BEGIN Supplied data
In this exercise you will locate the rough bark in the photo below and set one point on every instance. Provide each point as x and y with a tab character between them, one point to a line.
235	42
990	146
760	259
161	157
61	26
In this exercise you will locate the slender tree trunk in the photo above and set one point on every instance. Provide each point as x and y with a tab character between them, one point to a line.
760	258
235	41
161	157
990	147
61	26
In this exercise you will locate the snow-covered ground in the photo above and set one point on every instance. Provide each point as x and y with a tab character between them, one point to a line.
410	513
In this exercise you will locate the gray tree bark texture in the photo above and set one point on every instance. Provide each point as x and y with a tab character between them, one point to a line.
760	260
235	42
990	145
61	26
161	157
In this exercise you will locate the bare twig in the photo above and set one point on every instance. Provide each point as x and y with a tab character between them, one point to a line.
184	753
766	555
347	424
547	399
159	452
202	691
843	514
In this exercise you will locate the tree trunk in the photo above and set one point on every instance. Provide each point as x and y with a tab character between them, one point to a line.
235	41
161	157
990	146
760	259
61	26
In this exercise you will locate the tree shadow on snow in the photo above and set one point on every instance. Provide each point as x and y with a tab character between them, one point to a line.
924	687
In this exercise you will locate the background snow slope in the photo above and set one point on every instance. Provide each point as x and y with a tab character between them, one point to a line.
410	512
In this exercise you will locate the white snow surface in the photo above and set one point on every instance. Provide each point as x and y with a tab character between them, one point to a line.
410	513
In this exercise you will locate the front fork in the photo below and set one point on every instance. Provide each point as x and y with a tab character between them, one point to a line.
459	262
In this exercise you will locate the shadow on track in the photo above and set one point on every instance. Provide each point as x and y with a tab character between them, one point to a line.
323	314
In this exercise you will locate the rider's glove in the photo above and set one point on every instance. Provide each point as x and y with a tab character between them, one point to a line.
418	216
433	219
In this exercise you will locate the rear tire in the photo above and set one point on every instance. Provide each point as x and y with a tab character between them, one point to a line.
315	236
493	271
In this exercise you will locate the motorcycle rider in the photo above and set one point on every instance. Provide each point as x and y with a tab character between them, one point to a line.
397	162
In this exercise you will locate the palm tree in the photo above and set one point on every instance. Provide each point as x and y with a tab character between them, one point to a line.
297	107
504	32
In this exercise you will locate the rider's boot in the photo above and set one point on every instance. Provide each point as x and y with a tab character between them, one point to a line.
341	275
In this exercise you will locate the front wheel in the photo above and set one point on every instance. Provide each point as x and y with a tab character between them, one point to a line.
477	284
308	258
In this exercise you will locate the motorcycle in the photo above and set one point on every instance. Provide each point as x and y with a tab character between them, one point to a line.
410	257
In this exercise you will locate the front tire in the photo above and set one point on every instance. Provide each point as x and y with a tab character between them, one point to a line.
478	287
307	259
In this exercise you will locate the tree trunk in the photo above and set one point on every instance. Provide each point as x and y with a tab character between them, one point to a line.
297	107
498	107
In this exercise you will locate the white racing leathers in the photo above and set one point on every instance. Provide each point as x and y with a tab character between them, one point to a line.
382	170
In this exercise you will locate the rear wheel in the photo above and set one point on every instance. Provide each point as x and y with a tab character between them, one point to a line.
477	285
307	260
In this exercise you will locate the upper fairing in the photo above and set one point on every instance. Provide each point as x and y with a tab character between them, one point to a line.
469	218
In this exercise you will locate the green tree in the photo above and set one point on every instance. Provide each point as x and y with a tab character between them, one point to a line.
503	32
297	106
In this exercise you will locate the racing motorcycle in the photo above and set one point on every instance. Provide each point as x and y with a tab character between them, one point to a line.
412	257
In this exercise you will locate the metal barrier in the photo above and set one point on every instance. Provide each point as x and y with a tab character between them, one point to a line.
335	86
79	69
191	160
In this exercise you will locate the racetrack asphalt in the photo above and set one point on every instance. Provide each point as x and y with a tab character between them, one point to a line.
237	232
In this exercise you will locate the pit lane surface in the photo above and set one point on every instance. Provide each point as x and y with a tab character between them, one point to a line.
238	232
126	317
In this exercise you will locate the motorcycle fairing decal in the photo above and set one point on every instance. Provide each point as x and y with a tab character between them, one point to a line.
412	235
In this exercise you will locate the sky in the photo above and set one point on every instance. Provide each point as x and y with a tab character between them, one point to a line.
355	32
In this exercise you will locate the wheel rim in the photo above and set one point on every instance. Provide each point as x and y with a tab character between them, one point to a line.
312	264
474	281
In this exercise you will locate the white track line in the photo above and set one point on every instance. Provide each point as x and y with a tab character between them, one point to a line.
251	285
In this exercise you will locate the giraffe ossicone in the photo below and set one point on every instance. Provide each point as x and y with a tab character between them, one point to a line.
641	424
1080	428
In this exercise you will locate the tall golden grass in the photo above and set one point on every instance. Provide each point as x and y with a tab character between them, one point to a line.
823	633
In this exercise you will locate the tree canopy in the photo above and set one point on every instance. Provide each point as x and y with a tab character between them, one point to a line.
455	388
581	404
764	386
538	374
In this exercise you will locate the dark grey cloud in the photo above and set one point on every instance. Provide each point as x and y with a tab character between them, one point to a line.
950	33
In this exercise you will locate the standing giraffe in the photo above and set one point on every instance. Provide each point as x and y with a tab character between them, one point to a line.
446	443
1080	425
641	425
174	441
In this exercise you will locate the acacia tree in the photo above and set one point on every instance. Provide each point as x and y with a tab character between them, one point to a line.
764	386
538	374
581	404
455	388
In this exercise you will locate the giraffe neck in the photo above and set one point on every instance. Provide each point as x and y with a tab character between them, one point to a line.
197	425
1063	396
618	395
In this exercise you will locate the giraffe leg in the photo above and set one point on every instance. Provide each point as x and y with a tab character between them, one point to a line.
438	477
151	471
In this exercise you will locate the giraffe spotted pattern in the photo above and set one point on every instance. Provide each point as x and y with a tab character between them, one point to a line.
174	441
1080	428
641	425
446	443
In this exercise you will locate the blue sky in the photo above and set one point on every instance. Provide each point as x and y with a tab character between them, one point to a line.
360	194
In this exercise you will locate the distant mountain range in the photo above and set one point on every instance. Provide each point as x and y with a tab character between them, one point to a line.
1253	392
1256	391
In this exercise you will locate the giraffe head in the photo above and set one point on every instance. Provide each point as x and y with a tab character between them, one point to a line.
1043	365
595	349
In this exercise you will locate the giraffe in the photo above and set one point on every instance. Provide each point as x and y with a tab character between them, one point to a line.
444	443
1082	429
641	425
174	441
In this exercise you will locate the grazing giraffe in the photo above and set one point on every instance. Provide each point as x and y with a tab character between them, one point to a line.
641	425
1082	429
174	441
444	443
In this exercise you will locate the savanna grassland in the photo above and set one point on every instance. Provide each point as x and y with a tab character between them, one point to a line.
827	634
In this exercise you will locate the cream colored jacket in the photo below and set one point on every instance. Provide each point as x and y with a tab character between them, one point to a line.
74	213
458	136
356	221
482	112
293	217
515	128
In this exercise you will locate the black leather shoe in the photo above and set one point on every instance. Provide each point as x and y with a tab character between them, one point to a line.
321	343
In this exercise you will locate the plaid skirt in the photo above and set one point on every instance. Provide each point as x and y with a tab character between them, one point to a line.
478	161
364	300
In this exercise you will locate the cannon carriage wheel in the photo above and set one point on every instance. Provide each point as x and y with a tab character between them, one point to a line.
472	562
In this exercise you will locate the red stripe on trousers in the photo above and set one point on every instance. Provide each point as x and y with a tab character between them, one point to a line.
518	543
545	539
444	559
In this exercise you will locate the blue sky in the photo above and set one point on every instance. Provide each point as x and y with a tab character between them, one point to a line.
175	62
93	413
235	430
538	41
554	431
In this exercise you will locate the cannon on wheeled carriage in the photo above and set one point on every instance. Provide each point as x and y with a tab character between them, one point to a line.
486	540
END Supplied data
• _Task to carry out_
Each line above must be output exactly as it stands.

• _Answer box_
In this exercise you will locate the rough bark in the photo below and set one point on every instance. Provide each point as x and y with a tab character between them, one point to a line.
235	42
990	146
760	259
161	157
61	26
In this exercise you will locate the slender tree trunk in the photo above and set one point on every instance. Provide each point as x and y with a tab character between them, one point to a line.
760	258
235	41
161	157
990	147
61	26
In this exercise you will locate the snow-covered ground in the photo above and set one point on every instance. Provide each point as x and y with a tab character between them, one point to a line.
410	513
In this exercise you will locate the gray tree bark texture in the photo above and set one point on every instance. Provide each point as x and y with a tab character between them, one point to a line.
760	260
235	42
990	145
61	26
161	157
In this exercise you will locate the bare twig in the photo above and set one point on every instance. Provide each point as x and y with a tab character between them, one point to a line.
184	753
766	555
347	424
547	399
159	452
202	691
843	514
In this exercise you will locate the tree trunk in the photo above and set one point on every instance. Provide each point as x and y with a tab character between them, one point to a line.
235	41
161	157
990	146
760	259
61	26
In this exercise you will locate the tree shadow on snow in the photo above and set one point on every instance. Provide each point as x and y with a tab character between them, one point to a line.
924	687
In this exercise you will locate the background snow slope in the photo above and set one point on every instance. Provide each point as x and y with a tab character between them, one point to a line.
410	512
In this exercise you will locate the white snow surface in the photo above and set one point on every instance. Provide each point as x and y with a tab character between them, one point to a line.
410	513
In this exercise you will locate the front fork in the photo below and set one point on every instance. Provide each point as x and y with a tab character between them, one point to a line.
459	262
In this exercise you will locate the shadow on track in the photo above and set one point on every instance. Provide each point as x and y with a tab character between them, one point to a line.
323	314
In this exercise you will locate the rider's glove in the photo above and set one point on every instance. Provide each point as x and y with a tab character between them, one point to a line.
418	216
433	219
In this exercise you will locate the rear tire in the photo above and set one point on every instance. Provide each point as x and y with a tab character between them, one point to a line.
315	236
493	271
In this exercise you will locate the motorcycle rider in the photo above and set one point on every instance. Provide each point as x and y with a tab character between them, one point to a line.
397	162
In this exercise you will locate the palm tree in the photo above and set one point on every instance. Provide each point as x and y with a tab character between them, one point to a line.
297	107
504	32
In this exercise you will locate the rider's boot in the photo above and set one point on every instance. Provide each point as x and y with a tab character between them, one point to a line.
341	275
In this exercise you will locate the front wheel in the photo above and set one point on every instance. Provide each point as x and y with a tab character between them, one point to a line.
477	284
308	258
In this exercise you will locate the motorcycle in the photo above and set one point on every instance. Provide each point as x and y with a tab character between them, one point to a line.
410	257
In this exercise you will locate the front tire in the photo above and set one point on every instance. Provide each point as x and y with a tab character between them, one point to a line.
478	287
307	259
In this exercise you will locate the tree trunk in the photo above and set one point on every instance. Provide each point as x and y with a tab character between them, one point to a line.
297	107
498	107
In this exercise you will locate the white racing leathers in the photo above and set one point on every instance. Provide each point as x and y with a tab character between them, one point to a line.
382	170
In this exercise you will locate the rear wheel in the photo above and set one point on every instance. Provide each point as x and y with a tab character between them, one point to a line.
477	285
307	260
In this exercise you will locate the upper fairing in the photo above and set one point on every instance. Provide each point as x and y with a tab character between them, one point to a line.
469	218
In this exercise you will locate the green tree in the photo above and set one point on every instance. Provide each point as x and y with a tab character between them, one point to a line.
503	32
297	106
In this exercise you will locate the racing motorcycle in the photo above and set one point on every instance. Provide each point as x and y with a tab character between them, one point to a line.
412	257
In this exercise you will locate the metal barrier in the photo above and set one point on every instance. Provide each point as x and y with a tab character between them, one point to a line.
335	86
79	69
191	160
In this exercise you will locate the racetrack asphalt in the photo above and set one point on every instance. Provide each point as x and y with a tab character between them, one point to a line.
237	232
In this exercise you will locate the pit lane surface in the photo above and set one point on every instance. Provide each point as x and y with a tab character between them, one point to a line.
238	232
126	317
In this exercise you will locate the motorcycle fairing decal in the photo above and set one point on every instance. Provide each point as x and y with a tab character between them, one point to a line.
412	235
In this exercise you will locate the sky in the photo above and set one point on every instance. Provide each point as x and y with a tab character between them, one point to a line.
355	32
In this exercise you will locate the wheel rim in the photo above and set one point on every instance. Provide each point as x and y with a tab character between them, one point to a line.
312	264
474	281
In this exercise you will locate the white track line in the photo above and set one point on every instance. Provide each point as x and y with a tab character between them, one point to a line.
251	285
In this exercise you will locate the giraffe ossicone in the photo below and set one point on every instance. Provide each point as x and y with a tab character between them, one point to a line.
641	424
1080	428
In this exercise you will locate the tall golden grass in the photo above and set one point on every instance. Provide each point as x and y with a tab character between them, one point to a line.
823	633
In this exercise you will locate the tree canopy in the photo above and set one point on every instance. Provide each point as x and y with a tab character between them, one point to a line.
455	388
581	404
764	386
538	374
In this exercise you will locate the dark grey cloud in the photo above and set one point on every instance. Provide each point as x and y with a tab character between them, one point to a line.
950	33
In this exercise you will locate the standing giraffe in the photo above and set one point on every instance. Provide each point as x and y with a tab character between them, one point to a line.
446	443
1080	425
641	425
174	441
In this exercise you will locate the acacia tree in the photo above and set one point on every instance. Provide each point as x and y with a tab character between them, one point to a line.
764	386
538	374
581	404
455	388
In this exercise you will locate the giraffe neck in the photo above and set one point on every instance. Provide each point as x and y with a tab character between them, one point to a line.
197	425
1063	396
618	395
In this exercise you will locate the giraffe leg in the photo above and set one point on every instance. Provide each point as x and y with a tab character between them, one point to a line.
438	477
151	471
In this exercise you will locate the giraffe spotted pattern in the photo above and set one point on every instance. Provide each point as x and y with a tab character between them, one point to a line.
174	441
1080	428
641	425
446	443
In this exercise you will locate the blue sky in the photo above and set one point on every instance. Provide each point as x and y with a tab character between them, one point to a line.
360	194
In this exercise you will locate the distant mountain range in the photo above and set one point on every instance. Provide each point as x and y with a tab character between them, one point to a line.
1253	392
1256	391
In this exercise you will locate the giraffe head in the photo above and set one point on every instance. Provide each point as x and y with a tab character between them, one point to a line.
1043	365
595	349
In this exercise you will locate the giraffe in the photo above and set one point on every instance. Provide each point as x and y with a tab character between them, one point to a line.
444	443
1082	429
641	425
174	441
In this exercise you will locate the grazing giraffe in the photo above and set one point on every instance. Provide each point as x and y with a tab character between them, one point to a line.
641	425
1082	429
174	441
444	443
In this exercise you will locate the savanna grassland in the photo above and set one point on every instance. Provide each point as x and y with a tab character between them, one point to a line.
827	634
In this exercise you will locate the cream colored jacket in the photo below and set one point on every instance. Provide each point as x and y with a tab character between them, one point to a line.
74	213
458	136
356	221
482	112
293	217
515	128
In this exercise you will locate the black leather shoe in the photo above and set one point on every instance. Provide each point as x and y with a tab character between them, one point to a line.
321	343
In this exercise you will locate the plaid skirt in the photo above and set one point on every instance. Provide each point as x and y with a tab character between them, one point to a line.
478	161
364	300
In this exercise you will locate the cannon carriage wheel in the photo above and set one point on every instance. Provide each point as x and y with a tab character between them, one point to a line.
472	562
In this exercise you will locate the red stripe on trousers in the photo above and set one point on every instance. Provide each point as x and y with a tab character between them, one point to a line.
518	543
545	539
444	559
In this exercise you will locate the blue sky in the photo above and set one point on every instance. Provide each point as x and y with a tab character between them, one point to a line.
175	62
93	413
235	430
538	41
554	431
In this exercise you will locate the cannon on wheeled carriage in the photo above and set one point on every instance. Provide each point as x and y with a tab character between them, one point to a line.
486	540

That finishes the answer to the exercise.